Please copy every line of the data in which the string "woman" appears.
[[ Provided data open ]]
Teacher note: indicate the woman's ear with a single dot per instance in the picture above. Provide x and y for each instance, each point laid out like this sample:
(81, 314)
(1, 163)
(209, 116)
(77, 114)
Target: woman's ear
[[ Provided data closed ]]
● Answer section
Teacher note: indicate the woman's ear with a single dot per instance in the picture above. Provide x and y for each instance, each point laid out like this sample:
Target: woman's ear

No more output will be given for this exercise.